#### Extracted entries

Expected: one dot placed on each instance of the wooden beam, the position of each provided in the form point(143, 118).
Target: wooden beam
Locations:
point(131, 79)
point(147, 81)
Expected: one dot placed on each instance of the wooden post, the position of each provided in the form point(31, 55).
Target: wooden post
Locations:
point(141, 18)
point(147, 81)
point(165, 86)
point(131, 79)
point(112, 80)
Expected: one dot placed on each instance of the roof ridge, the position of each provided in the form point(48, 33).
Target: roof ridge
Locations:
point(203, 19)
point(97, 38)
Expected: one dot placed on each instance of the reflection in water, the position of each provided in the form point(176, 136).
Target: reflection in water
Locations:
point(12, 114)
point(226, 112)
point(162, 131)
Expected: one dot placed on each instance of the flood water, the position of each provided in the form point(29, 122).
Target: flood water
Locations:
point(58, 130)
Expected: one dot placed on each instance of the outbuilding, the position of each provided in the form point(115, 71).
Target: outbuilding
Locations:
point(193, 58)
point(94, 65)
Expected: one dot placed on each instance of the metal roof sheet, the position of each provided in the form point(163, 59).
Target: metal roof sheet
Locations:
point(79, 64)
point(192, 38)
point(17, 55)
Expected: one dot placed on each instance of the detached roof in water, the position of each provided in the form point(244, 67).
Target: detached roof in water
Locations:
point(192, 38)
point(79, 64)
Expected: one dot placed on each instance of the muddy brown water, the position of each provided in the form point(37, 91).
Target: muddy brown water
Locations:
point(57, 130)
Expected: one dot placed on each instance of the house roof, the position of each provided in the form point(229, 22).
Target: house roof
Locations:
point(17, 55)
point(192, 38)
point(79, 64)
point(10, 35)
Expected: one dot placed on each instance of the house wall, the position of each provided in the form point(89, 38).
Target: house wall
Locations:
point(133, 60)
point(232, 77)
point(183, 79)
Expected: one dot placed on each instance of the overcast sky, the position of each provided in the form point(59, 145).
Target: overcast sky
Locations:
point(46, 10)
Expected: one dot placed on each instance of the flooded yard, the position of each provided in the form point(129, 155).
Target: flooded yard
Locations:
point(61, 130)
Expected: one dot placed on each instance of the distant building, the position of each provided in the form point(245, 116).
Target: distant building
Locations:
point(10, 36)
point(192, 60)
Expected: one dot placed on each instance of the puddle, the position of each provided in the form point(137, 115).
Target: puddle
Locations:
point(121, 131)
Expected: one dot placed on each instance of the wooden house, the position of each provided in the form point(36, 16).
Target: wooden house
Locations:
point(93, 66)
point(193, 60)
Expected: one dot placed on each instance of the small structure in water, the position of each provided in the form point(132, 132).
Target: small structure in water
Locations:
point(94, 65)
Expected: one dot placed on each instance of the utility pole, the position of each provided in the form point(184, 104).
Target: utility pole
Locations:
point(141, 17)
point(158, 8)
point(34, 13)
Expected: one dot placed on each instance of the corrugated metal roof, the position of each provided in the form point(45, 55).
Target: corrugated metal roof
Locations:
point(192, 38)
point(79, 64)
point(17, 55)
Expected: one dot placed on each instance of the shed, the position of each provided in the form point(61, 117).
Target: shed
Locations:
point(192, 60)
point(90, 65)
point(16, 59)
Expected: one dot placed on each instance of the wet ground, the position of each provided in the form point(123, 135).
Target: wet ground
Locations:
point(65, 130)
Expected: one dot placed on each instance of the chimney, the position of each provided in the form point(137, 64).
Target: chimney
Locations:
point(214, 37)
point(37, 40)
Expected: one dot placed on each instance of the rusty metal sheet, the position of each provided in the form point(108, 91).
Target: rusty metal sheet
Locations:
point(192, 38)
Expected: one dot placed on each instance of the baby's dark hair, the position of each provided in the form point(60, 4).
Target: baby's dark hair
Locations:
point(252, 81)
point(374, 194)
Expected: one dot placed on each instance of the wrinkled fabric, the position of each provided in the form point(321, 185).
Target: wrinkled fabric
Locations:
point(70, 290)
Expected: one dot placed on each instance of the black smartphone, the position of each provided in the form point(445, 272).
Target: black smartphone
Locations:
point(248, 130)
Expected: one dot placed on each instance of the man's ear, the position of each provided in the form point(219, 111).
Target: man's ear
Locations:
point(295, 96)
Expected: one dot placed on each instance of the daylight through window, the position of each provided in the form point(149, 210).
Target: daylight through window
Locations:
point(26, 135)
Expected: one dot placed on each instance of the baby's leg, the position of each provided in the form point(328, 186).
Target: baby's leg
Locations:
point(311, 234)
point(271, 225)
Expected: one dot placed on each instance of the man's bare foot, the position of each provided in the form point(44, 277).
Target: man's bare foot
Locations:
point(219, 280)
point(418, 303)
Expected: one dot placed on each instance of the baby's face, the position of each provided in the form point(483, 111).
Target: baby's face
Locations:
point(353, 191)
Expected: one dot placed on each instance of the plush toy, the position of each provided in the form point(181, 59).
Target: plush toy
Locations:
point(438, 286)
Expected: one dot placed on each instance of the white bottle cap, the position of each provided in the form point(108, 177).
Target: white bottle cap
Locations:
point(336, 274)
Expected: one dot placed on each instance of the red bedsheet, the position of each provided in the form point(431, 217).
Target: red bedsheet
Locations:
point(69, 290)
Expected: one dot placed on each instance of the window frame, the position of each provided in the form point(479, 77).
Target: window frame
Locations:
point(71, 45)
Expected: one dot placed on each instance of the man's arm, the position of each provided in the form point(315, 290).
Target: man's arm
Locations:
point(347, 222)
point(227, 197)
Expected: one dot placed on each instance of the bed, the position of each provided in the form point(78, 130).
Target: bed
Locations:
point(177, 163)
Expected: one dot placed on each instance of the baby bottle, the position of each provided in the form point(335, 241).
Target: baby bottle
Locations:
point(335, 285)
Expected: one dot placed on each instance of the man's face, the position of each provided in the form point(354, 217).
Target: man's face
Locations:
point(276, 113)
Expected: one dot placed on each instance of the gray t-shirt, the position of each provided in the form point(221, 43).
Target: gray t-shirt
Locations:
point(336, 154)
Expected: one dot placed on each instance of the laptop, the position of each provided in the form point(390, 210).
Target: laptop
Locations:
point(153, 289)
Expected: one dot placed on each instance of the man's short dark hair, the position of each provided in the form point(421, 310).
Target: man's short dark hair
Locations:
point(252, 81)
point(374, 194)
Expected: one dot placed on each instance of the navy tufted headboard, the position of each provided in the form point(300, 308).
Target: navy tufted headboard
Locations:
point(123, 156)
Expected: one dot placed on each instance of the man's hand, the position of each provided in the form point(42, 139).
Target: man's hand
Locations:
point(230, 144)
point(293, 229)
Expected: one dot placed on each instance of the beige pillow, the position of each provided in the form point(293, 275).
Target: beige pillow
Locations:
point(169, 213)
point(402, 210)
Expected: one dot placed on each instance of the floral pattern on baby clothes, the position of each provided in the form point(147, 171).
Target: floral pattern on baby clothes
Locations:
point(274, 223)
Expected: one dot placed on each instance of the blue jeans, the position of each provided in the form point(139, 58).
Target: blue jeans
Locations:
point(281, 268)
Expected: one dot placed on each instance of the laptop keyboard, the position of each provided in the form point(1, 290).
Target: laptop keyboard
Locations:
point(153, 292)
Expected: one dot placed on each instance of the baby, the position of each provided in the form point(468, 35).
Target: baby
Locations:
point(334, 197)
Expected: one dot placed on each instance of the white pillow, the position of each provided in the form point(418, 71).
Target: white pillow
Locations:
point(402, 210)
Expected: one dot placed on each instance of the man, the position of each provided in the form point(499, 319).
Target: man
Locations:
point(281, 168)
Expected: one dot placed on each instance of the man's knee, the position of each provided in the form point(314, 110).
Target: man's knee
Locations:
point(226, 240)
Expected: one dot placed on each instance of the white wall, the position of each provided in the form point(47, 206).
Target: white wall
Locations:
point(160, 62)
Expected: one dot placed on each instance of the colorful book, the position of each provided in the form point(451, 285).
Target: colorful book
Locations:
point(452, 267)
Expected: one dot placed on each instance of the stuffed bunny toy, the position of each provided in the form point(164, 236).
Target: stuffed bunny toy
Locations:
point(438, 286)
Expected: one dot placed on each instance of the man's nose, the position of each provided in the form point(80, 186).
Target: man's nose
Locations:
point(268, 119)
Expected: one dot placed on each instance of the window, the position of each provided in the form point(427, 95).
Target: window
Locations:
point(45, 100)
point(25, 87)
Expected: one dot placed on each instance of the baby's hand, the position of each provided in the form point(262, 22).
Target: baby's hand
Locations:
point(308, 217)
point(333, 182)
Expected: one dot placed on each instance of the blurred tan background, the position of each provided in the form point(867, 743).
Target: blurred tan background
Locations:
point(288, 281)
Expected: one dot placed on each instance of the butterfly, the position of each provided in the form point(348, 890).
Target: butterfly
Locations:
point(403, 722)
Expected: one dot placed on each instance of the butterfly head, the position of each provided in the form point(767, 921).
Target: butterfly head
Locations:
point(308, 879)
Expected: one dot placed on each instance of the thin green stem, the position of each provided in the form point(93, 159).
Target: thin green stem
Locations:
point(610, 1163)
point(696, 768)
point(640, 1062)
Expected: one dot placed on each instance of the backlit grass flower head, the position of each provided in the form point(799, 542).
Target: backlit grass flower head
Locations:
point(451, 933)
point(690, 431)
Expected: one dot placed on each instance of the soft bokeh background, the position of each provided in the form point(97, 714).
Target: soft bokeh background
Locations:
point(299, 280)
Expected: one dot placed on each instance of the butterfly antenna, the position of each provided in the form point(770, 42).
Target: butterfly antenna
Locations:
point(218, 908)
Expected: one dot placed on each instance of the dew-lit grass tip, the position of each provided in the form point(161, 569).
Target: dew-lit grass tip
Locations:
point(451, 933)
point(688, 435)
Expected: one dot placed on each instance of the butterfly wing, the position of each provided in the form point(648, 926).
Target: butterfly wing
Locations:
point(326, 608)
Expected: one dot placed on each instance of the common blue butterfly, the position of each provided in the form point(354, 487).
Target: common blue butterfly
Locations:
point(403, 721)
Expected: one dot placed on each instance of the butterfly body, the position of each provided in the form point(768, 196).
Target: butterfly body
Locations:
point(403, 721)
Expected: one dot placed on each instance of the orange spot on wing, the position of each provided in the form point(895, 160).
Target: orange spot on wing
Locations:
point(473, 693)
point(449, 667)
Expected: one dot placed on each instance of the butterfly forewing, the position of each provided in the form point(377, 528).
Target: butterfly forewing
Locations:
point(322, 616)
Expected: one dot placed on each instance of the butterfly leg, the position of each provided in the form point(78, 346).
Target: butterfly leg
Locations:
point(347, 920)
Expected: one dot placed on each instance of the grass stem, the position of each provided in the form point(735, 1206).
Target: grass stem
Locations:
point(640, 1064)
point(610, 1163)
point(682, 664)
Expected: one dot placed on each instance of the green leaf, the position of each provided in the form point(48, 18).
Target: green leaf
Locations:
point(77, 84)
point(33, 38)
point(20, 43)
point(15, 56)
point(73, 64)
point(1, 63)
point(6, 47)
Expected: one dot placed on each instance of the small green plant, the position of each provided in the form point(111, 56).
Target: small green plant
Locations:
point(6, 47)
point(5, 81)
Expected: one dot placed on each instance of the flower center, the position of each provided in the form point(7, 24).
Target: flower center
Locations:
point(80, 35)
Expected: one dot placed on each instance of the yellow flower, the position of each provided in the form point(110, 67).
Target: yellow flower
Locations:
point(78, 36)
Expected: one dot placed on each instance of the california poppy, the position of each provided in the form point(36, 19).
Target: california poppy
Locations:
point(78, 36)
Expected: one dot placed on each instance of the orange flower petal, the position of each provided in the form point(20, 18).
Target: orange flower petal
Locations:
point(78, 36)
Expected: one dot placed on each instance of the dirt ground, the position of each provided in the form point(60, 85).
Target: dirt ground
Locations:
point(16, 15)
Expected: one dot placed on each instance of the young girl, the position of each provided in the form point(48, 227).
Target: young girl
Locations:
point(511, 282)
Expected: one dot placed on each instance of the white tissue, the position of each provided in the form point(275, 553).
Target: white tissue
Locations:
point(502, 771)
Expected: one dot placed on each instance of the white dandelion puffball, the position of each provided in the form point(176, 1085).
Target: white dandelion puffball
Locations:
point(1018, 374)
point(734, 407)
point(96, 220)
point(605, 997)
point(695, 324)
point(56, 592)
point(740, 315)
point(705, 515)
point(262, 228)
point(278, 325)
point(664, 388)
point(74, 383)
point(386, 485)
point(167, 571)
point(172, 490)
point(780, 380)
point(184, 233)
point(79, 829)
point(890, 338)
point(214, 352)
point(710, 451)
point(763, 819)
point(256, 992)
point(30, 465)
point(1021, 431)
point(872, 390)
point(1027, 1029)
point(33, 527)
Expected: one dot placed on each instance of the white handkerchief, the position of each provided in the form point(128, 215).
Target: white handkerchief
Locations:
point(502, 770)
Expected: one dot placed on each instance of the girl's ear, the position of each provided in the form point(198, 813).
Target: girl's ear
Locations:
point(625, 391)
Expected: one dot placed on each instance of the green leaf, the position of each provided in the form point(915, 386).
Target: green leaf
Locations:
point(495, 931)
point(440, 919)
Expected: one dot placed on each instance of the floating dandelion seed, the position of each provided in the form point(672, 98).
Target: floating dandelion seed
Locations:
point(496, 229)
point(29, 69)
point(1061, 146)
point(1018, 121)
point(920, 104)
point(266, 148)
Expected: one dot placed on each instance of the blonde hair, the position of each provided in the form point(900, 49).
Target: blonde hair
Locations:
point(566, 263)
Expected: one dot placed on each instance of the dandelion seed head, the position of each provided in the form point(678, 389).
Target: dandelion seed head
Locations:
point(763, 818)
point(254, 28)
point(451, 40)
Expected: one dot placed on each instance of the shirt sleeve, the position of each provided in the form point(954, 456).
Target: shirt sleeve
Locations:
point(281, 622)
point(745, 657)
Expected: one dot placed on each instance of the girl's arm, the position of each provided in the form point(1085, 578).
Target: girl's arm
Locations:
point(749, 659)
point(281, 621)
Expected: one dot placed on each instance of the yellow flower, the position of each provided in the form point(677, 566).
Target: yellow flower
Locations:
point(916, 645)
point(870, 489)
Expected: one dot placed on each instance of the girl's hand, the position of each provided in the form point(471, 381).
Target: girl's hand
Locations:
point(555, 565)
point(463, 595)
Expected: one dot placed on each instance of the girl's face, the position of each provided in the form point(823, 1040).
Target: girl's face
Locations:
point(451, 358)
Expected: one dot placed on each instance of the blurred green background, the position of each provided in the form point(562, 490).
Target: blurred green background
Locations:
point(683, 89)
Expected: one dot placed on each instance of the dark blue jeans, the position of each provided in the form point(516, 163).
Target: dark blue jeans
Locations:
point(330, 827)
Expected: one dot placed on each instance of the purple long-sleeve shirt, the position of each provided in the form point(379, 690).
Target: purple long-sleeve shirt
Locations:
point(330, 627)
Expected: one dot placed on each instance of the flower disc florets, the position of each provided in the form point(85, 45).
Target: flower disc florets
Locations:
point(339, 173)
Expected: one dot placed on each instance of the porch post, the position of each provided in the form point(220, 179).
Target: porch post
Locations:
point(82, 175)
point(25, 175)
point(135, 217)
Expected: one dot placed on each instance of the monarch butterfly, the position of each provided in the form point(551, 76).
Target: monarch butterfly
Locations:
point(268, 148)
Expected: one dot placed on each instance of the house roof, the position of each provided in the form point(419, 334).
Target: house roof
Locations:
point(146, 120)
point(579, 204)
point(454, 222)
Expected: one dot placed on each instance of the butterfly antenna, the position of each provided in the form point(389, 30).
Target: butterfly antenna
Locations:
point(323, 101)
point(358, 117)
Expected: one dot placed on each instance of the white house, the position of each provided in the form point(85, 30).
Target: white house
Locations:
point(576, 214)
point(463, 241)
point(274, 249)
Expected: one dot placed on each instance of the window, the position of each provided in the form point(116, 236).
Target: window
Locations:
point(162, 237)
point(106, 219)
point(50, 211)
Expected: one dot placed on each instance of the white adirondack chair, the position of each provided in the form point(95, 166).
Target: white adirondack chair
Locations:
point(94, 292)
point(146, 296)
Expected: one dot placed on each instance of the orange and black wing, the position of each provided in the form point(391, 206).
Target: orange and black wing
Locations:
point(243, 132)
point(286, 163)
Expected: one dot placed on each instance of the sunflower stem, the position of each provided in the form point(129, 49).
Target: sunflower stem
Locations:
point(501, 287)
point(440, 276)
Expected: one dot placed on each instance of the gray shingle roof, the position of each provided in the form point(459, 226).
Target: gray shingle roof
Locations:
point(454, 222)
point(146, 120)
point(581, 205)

########

What to work on: Count how many lines in the data above hold "overcast", and give that number by itself.

Answer for the task: 2